## Exercise requirements
Rewrite these rows as a Markdown table with two columns, Row and Line, numbering each row and omitting blank lines.
***
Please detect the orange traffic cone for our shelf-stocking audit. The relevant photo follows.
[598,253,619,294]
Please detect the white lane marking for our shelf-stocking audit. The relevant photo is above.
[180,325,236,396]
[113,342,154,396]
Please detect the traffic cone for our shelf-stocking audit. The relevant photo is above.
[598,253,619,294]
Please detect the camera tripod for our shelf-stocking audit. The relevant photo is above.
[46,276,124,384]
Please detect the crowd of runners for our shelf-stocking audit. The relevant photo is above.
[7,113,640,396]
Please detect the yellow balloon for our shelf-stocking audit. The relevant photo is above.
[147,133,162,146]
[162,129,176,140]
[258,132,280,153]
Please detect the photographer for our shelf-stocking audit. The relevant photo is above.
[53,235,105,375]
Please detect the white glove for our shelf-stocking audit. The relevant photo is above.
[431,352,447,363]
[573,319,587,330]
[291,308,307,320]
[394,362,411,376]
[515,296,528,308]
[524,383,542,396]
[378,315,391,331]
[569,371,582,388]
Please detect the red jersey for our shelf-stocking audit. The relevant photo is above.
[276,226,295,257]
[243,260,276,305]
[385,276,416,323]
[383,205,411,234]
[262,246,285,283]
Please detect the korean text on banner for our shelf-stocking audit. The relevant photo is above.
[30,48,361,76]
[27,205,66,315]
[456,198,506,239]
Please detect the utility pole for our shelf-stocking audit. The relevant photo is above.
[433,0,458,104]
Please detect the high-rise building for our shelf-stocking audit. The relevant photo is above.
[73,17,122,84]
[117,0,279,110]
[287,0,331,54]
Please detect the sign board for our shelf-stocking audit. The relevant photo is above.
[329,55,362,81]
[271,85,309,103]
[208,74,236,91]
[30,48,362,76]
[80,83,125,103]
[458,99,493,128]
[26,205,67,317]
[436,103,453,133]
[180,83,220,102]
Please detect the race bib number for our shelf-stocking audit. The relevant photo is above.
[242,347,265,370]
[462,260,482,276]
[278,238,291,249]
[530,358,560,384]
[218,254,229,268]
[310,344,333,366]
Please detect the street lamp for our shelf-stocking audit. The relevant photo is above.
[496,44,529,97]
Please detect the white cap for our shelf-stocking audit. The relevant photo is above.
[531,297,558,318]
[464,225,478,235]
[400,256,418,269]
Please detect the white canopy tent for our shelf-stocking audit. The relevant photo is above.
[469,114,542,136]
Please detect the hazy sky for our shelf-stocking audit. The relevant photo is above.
***
## Response
| Row | Line |
|---|---|
| 1 | Please detect the orange traffic cone for our shelf-stocking audit. The relevant photo follows. |
| 2 | [598,253,619,294] |
| 3 | Please detect the white lane marking for our shelf-stocking audit. The relevant photo is above. |
| 4 | [180,325,236,396] |
| 5 | [113,342,154,396] |
| 6 | Please detect the traffic cone for our shelf-stocking audit. The relevant photo is above. |
| 7 | [598,253,619,294] |
| 8 | Please detect the camera tripod for our shelf-stocking audit. The relevant photo is above. |
| 9 | [46,276,124,384] |
| 10 | Please detect the crowd of runners for our shelf-stocking audit. The relevant photo is above. |
| 11 | [7,113,640,396] |
| 12 | Please detect the yellow balloon for our shelf-stocking audit. The relevant photo is above. |
| 13 | [147,133,162,146] |
| 14 | [162,129,176,140] |
| 15 | [258,132,280,153] |
| 16 | Please detect the photographer for our shelf-stocking audit. The relevant photo is above. |
| 17 | [53,235,105,375] |
| 18 | Please detect the white glove for our shelf-stocking audit. The relevant photo is above. |
| 19 | [431,352,447,363] |
| 20 | [573,319,587,330] |
| 21 | [291,308,307,320] |
| 22 | [394,362,411,376] |
| 23 | [515,296,528,308] |
| 24 | [524,383,542,396] |
| 25 | [378,315,391,331] |
| 26 | [569,371,582,388] |
| 27 | Please detect the red jersey for our shelf-stocking audit. The relevant photo is above. |
| 28 | [276,226,295,257] |
| 29 | [243,260,276,305] |
| 30 | [385,276,416,323] |
| 31 | [383,205,411,234] |
| 32 | [262,246,285,283] |
| 33 | Please detect the korean text on banner for our shelf-stocking audit. The relevant photo is above. |
| 34 | [30,48,361,76] |
| 35 | [27,205,66,315] |
| 36 | [456,198,506,239] |
| 37 | Please detect the utility pole for our shelf-stocking audit. The relevant photo is above. |
| 38 | [433,0,458,104] |
| 39 | Please detect the high-rise building for our shelf-stocking audit. The relevant photo is above. |
| 40 | [73,17,122,84] |
| 41 | [117,0,279,110] |
| 42 | [287,0,331,54] |
| 43 | Please detect the sign board for our shelf-stocking audit. The relevant photo is above. |
| 44 | [329,55,362,81] |
| 45 | [271,85,309,103] |
| 46 | [208,74,236,91] |
| 47 | [30,48,362,76] |
| 48 | [80,83,125,103] |
| 49 | [458,99,493,128] |
| 50 | [26,205,67,317] |
| 51 | [436,103,453,133] |
| 52 | [180,83,220,102] |
| 53 | Please detect the race bib number for our shelf-stocking audit. The relevant photo is above. |
| 54 | [242,347,265,370] |
| 55 | [462,260,482,276] |
| 56 | [278,238,291,249] |
| 57 | [530,358,560,384] |
| 58 | [218,254,229,268] |
| 59 | [310,344,333,366] |
| 60 | Please detect the street lamp for our shelf-stocking audit. The relevant photo is above. |
| 61 | [496,44,529,97] |
| 62 | Please detect the white cap for our shelf-stocking audit. The relevant photo is above. |
| 63 | [531,297,558,318] |
| 64 | [464,225,478,235] |
| 65 | [400,256,418,269] |
| 66 | Please detect the white canopy tent for our shelf-stocking audit. The relevant photo is above. |
| 67 | [469,114,542,136] |
| 68 | Please detect the hazy sky for our shelf-stocking audit. The relevant photo is above. |